_What needs to be done_
Count how many lines of the records below contain the string "hair", with uppercase and lowercase treated as different. Give only the number.

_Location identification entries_
☆ ☆ ☆
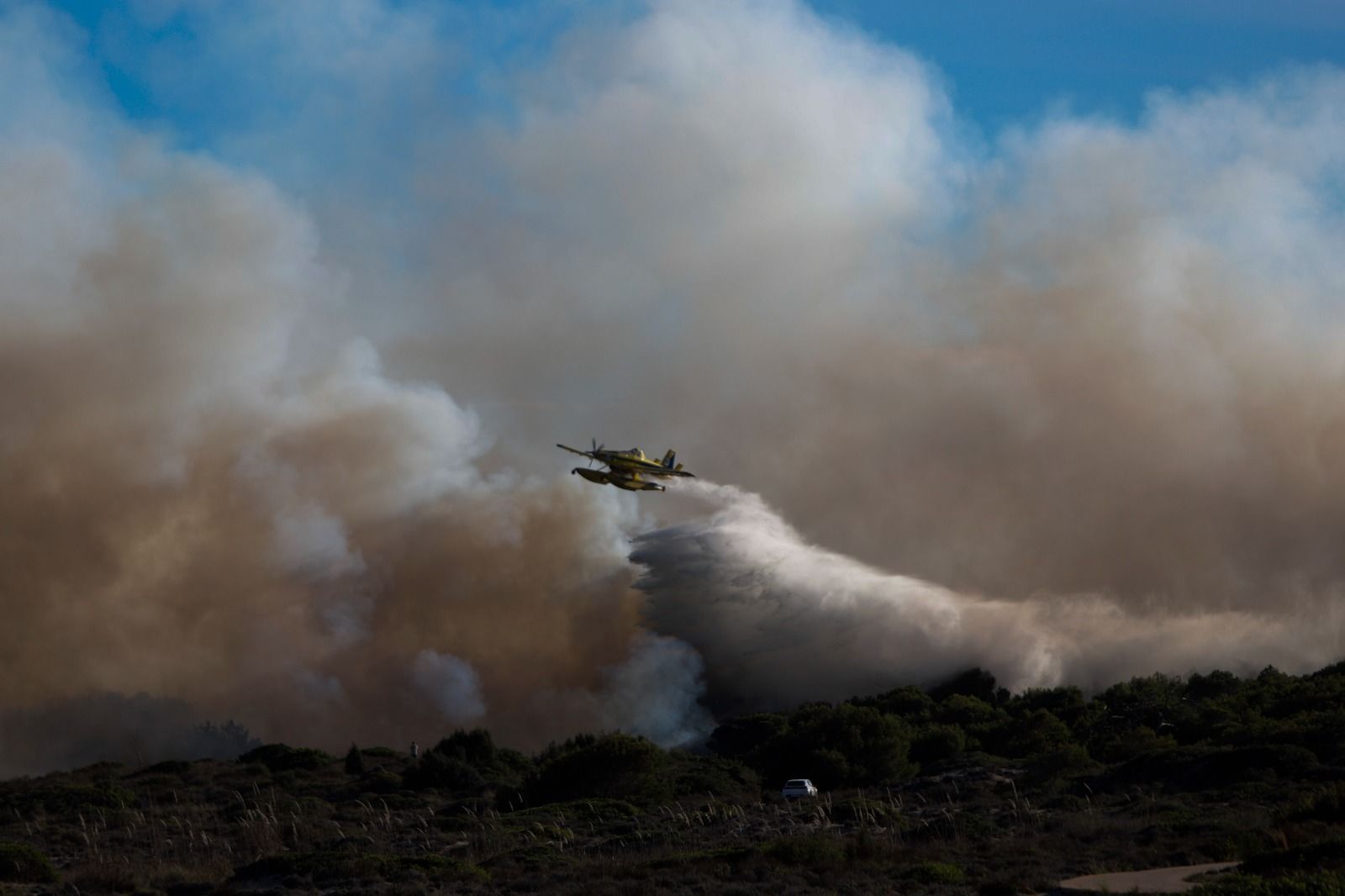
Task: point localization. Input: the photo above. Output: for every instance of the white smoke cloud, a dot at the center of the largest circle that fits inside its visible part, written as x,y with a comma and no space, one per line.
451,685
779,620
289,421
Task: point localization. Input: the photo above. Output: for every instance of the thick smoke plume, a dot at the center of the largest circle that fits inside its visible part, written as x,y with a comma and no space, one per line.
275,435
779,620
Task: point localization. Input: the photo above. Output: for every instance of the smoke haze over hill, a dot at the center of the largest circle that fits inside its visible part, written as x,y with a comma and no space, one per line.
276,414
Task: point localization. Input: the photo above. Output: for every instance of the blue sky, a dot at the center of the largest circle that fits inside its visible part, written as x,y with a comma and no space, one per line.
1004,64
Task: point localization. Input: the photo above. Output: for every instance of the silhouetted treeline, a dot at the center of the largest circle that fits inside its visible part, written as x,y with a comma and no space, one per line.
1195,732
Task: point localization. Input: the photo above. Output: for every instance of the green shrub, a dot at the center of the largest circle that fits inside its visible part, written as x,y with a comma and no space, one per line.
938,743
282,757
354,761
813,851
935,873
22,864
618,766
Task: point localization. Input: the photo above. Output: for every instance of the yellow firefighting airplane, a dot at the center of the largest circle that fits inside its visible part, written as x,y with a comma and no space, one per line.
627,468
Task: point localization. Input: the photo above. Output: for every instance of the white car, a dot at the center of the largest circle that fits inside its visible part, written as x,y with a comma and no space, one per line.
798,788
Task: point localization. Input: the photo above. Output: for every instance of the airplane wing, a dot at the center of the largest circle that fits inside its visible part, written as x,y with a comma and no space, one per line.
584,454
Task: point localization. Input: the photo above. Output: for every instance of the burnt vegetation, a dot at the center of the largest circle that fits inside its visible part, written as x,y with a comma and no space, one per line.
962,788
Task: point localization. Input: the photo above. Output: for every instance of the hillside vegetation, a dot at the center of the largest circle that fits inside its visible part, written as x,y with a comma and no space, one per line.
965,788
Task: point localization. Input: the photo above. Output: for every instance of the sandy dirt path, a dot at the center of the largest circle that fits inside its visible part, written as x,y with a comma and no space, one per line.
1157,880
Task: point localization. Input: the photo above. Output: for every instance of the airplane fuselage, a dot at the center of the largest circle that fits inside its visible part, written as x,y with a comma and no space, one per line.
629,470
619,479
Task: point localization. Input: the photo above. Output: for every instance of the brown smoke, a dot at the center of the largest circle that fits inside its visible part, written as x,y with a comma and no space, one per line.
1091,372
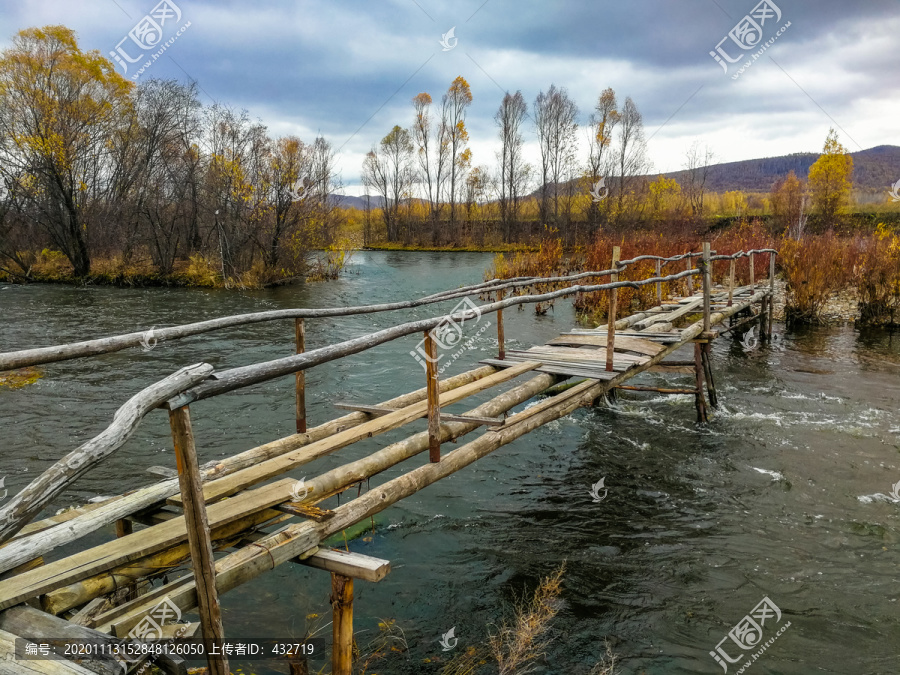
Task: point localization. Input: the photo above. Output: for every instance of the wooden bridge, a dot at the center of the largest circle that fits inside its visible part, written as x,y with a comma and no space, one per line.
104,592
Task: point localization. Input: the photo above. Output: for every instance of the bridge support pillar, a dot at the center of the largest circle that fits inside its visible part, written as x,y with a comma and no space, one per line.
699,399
☆ ☆ ☆
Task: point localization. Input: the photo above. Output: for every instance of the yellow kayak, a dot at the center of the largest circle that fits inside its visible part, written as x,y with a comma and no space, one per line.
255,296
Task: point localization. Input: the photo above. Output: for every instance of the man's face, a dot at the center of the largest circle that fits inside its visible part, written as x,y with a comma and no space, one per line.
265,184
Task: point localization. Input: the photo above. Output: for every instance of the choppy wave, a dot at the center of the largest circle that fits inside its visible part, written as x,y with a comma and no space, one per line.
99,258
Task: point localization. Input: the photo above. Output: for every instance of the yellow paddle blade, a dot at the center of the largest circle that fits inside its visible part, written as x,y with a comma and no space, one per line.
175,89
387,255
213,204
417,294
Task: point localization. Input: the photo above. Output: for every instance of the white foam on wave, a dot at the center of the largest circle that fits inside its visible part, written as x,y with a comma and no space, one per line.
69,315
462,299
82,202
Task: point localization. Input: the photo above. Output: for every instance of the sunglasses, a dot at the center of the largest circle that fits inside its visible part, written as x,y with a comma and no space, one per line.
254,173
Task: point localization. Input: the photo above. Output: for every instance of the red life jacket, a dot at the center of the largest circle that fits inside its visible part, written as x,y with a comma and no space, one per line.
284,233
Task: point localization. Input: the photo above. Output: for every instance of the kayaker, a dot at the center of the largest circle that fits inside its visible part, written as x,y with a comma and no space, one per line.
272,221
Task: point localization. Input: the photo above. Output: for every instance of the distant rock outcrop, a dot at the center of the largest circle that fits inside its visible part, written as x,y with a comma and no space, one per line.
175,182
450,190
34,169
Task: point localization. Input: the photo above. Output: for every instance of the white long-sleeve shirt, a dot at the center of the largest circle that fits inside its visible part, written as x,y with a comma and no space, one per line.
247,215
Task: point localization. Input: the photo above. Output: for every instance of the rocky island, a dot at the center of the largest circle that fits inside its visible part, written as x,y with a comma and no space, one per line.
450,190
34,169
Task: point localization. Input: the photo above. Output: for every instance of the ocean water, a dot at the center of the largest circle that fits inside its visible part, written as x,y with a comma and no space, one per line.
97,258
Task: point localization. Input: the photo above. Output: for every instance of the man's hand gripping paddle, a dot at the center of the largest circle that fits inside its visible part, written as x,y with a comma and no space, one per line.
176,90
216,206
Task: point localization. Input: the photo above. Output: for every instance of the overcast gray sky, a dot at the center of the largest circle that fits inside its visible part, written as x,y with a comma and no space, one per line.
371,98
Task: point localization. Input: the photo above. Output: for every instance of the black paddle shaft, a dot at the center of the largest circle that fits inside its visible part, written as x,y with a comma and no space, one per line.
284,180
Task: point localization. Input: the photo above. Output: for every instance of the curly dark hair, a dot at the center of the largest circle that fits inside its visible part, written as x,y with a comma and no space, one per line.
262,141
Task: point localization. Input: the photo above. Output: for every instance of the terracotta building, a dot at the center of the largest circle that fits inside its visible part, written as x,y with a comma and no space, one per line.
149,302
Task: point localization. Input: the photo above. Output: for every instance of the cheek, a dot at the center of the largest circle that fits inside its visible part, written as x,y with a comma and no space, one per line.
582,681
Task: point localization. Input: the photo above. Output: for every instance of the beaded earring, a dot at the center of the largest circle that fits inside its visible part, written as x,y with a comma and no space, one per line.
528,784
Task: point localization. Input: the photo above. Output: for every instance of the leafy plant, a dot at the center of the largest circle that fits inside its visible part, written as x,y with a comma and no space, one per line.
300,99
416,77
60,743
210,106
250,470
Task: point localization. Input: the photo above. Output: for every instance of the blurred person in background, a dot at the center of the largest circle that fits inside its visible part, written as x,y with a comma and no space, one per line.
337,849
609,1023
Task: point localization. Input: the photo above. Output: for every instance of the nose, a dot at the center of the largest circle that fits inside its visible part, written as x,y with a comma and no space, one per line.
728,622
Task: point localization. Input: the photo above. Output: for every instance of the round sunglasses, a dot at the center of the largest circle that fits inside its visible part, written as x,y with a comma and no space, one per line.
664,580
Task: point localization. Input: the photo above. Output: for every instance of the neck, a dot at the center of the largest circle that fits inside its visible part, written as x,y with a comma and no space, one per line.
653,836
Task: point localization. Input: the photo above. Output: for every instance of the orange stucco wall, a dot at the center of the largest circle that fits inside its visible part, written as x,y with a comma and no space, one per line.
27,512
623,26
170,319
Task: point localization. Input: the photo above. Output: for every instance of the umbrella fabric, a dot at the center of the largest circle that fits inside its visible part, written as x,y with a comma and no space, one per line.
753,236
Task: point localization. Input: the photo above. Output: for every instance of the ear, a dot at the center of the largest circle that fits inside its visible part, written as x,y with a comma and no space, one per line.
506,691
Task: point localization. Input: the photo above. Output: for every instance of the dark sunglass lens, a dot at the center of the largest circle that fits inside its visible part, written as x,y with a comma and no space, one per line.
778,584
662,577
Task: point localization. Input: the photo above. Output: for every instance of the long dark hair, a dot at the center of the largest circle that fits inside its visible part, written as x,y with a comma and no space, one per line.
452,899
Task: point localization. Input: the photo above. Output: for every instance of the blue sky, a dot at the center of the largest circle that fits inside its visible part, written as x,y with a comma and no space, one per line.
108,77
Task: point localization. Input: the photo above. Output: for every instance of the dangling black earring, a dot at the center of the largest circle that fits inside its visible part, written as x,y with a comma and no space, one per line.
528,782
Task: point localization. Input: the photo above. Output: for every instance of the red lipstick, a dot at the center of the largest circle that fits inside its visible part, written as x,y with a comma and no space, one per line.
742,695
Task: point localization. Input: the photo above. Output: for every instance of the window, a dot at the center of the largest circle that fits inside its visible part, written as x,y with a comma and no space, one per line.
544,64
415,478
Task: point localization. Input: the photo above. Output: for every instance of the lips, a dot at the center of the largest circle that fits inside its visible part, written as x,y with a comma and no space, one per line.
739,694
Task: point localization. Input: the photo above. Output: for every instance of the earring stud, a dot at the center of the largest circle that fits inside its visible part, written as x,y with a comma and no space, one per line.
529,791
☆ ☆ ☆
_Complete output_
2